**Task description**
Retype every line of the listing below verbatim, omitting the picture.

(Data lines)
## START

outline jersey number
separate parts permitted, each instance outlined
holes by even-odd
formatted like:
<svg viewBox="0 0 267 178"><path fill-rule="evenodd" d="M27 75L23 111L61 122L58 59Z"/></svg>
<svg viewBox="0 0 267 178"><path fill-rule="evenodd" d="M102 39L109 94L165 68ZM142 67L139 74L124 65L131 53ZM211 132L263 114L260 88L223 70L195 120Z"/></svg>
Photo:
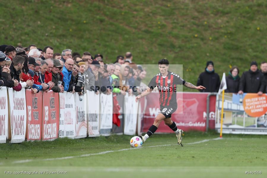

## END

**Task output**
outline jersey number
separate parts permitted, each instance outlined
holes by even-odd
formatted like:
<svg viewBox="0 0 267 178"><path fill-rule="evenodd" d="M27 75L23 111L61 122L58 59Z"/></svg>
<svg viewBox="0 0 267 178"><path fill-rule="evenodd" d="M102 39L109 94L165 68ZM142 67L139 74L124 65L131 53ZM211 132L263 114L260 88L223 70L195 120Z"/></svg>
Photo:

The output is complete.